Request: Reproduce the items below, substituting "validation set" for each occurrence of "evaluation set" and keeping everything else unchanged.

Listed entries:
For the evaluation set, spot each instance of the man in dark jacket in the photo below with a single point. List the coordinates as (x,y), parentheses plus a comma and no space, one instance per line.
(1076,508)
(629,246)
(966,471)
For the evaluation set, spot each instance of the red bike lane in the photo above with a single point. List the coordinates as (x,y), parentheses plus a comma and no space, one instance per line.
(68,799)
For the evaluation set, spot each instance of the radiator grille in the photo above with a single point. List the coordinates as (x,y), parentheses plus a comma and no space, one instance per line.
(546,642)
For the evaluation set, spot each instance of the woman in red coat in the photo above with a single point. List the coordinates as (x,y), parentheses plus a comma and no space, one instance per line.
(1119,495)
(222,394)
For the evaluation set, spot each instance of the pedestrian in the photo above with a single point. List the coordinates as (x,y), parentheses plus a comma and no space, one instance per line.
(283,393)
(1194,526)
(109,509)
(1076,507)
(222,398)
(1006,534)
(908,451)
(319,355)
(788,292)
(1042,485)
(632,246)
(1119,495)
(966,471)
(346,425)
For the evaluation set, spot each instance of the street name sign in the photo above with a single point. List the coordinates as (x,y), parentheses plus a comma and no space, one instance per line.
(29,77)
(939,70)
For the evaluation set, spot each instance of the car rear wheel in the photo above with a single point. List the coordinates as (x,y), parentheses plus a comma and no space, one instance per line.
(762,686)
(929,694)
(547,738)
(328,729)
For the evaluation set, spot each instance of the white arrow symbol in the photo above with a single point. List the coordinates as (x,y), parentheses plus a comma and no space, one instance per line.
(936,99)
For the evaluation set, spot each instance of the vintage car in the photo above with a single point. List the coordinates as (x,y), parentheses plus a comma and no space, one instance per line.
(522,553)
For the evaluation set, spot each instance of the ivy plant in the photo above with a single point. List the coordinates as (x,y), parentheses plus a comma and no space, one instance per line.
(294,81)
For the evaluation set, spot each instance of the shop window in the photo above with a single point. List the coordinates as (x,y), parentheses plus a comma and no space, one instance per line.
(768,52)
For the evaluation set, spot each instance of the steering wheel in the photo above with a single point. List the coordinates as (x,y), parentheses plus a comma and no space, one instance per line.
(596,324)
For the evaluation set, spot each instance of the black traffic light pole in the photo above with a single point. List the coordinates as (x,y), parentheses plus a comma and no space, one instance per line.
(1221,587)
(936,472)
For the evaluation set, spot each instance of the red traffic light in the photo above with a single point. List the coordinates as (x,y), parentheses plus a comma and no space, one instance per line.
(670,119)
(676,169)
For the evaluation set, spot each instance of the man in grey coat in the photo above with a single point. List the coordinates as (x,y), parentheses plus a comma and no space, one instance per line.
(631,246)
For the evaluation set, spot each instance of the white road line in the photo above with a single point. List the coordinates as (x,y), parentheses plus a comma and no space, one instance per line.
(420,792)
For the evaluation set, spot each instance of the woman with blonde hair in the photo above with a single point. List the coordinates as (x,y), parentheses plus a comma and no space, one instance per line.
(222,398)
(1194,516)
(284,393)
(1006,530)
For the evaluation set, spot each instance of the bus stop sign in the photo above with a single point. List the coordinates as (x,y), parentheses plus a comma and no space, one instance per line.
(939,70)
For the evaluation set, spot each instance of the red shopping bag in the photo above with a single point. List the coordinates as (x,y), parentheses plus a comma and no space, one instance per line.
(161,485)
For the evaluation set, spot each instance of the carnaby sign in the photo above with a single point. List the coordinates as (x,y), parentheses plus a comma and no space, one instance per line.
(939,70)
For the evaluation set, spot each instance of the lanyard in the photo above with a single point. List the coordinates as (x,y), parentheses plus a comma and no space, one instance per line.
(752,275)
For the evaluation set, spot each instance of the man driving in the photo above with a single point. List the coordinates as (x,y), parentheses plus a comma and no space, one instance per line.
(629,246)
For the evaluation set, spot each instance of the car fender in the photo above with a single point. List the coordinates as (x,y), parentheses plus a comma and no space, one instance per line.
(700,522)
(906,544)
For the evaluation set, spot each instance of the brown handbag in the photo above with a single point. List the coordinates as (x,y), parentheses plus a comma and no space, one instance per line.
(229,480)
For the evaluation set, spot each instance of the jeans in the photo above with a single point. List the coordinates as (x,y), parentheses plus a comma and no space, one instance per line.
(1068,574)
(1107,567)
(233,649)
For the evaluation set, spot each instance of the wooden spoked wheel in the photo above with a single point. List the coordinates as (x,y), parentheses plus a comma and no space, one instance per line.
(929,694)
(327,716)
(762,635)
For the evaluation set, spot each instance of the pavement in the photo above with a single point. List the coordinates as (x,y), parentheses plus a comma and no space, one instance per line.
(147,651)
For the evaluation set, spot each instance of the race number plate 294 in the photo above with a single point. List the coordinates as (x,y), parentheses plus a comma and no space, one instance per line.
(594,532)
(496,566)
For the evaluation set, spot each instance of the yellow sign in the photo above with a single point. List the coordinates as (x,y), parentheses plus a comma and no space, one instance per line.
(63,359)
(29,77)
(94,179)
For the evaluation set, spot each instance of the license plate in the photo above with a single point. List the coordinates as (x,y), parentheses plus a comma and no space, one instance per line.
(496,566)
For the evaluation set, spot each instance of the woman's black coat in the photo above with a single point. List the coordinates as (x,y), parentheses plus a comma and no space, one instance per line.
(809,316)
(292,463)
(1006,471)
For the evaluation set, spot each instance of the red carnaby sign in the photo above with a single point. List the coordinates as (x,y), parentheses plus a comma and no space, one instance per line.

Completed exercise:
For the validation set, spot each instance of the man in dark jacket in the photo below with a single point. List the coordinates as (x,y), parentheses plus a comma and no space, one instance per line.
(1076,508)
(629,246)
(966,471)
For the validation set, spot each instance of the red bike lane in the photo above with a single point. List the coordinates as (x,y), parentheses plus a comma and no space, one instance per line.
(68,799)
For the validation set, spot each instance of the radiator grille in the photo above with a single point. List the coordinates as (x,y), parentheses plus a comma and no space, one instance per line.
(546,642)
For the validation set, spot each instance of the woman in red coat in the photo above with a single point. List the coordinates as (x,y), parentheses plus a comma and no space, one instance per line.
(1119,495)
(222,394)
For the validation set, spot each instance of the pedestrian in the photo above with a single point. List the coordinates as (x,y), parentheses plus a comma and no space, one instance per line.
(283,393)
(1194,526)
(109,509)
(1076,507)
(222,398)
(1006,534)
(908,451)
(319,355)
(788,292)
(1042,485)
(632,246)
(1119,495)
(966,471)
(346,425)
For the validation set, spot each instance of the street name sign in the photo above with a single point. List the coordinates as (x,y), parentheses plus a comma and no space, one instance per line.
(29,77)
(939,70)
For the validation set, spot each instance of the car rear wheel in the photo above with a single point. List the coordinates as (x,y), parentheses plus a comma and no space, one instance per line.
(762,686)
(929,694)
(547,738)
(328,729)
For the validation set, spot each instance of the white arrow symbol in the photo above with a single point. List the coordinates as (x,y), parentheses plus a comma and no space, one instance per line.
(936,99)
For the validation set, spot each instance of the vintage car in the photo above with a single point. List the coordinates as (x,y), parentheses plus a comma and no space, one instance per line.
(522,553)
For the validation set, spot each instance of the ivy plant in the photo above with a single point. List the coordinates as (x,y), parentheses plus a comma and no space, one instance per line.
(294,81)
For the validation set, spot each instance of the shop window in the photo above with a single point. List the coordinates as (x,y), parentheses plus a comma and no space, one instance per line.
(768,52)
For the validation set, spot each instance of the steering wheel in the photo above with a single point. List the coordinates as (x,y), parentheses plus a comma and no space, one instance per line.
(596,324)
For the validation set, spot each instance of the black traffic light pole in the photo above with a single point. List the coordinates as (x,y), parentheses plus a comma and no space, one instance per line.
(1221,587)
(936,472)
For the validation set, spot each instance of the red traffic light in the photo above with a single point. List the coordinates as (x,y), parentheses plus a comma and no space, one instance per line.
(670,119)
(676,169)
For the validation set, spot each instance of the man in grey coat in the photo above with a single point. List the coordinates as (x,y), parentheses plus a comma and no space, one instance per line.
(631,246)
For the validation set, spot each instance of the white road line in the photo above with a single point. List the coordinates as (x,y), parentheses plus a comma and no space, one instance per line.
(420,792)
For the validation set, spot each instance of the woman with blonde hair in the photo above with a single point. List the coordinates as (x,y), parentheses plus a comma and no space, one instance per line.
(222,398)
(1194,516)
(284,393)
(1006,530)
For the validation set, spot each instance of the bus stop sign in the photo above with a single point. List the coordinates as (x,y), parentheses plus a comma and no space, one instance per line.
(939,70)
For the validation set, spot each instance of the red shopping bag in the photo above with a single point. List the coordinates as (x,y), parentheses plus a comma and no space, one instance per line.
(161,485)
For the validation set, spot each instance of the carnaby sign in the photo above with a single point. List the coordinates as (x,y), parentheses plus a comma and no space, one instance per line.
(939,70)
For the validation set, spot each instance of the lanyard in the photo above with a single point. List the coordinates as (x,y), parentheses plus a comma and no space, one instance per line.
(752,275)
For the validation set, spot each instance of the man driving in the photo above with a single point. List the coordinates as (x,y), parentheses plus a comma and no space, one instance per line.
(629,246)
For the validation set, spot each instance of the car fender in the photo above with a single point. List the coordinates as (x,y), parentheses plus a comma and no space, one instance per line.
(700,522)
(906,544)
For the validation set, spot each instance of the brown handbag in the photo above with a single point. List the coordinates as (x,y), parentheses plus a comma and no space, one instance per line.
(229,480)
For the validation set, spot each instance of the jeans in the photo above with a single point. List the coordinates as (x,y), parentheses plus a comma and no space, one instance per line.
(1068,574)
(1107,567)
(233,649)
For the validation set, spot each instance of the wooden spoked wheel in the photo above with a single point. List the coordinates as (x,y), parentheses plus a comma and no space, one instance per line.
(929,694)
(327,716)
(762,635)
For the validation set, spot each instance of the pavement in the photo above with a single point. List the coordinates as (x,y), parentheses plus a comma and no space, one instance per line.
(147,651)
For the validation set, spot each instance of the race number plate 294 in the photo above with a single point. List the coordinates as (x,y), parentheses plus a comma and no space, one instance per line.
(594,532)
(496,566)
For the validation set, spot each instance of the yellow sign in the photo above with a single point. List the coordinates as (x,y), parentheses plus a comma and no space, one instance per line.
(63,359)
(29,77)
(94,179)
For the validation set, spot each instance of the license plate in the photo above with a single point. List the coordinates as (x,y), parentheses plus a comma and no space, one instance per line.
(496,566)
For the validation set, spot each instance of the woman's black coat in the photo above with a single point. List the coordinates as (x,y), parentheses plus a comma and no space, one instance per line.
(809,316)
(292,463)
(1006,471)
For the validation set, spot each instance of the red carnaby sign in the photo above with a single point. List the coordinates as (x,y), parentheses plus a comma and no space, one instance per line.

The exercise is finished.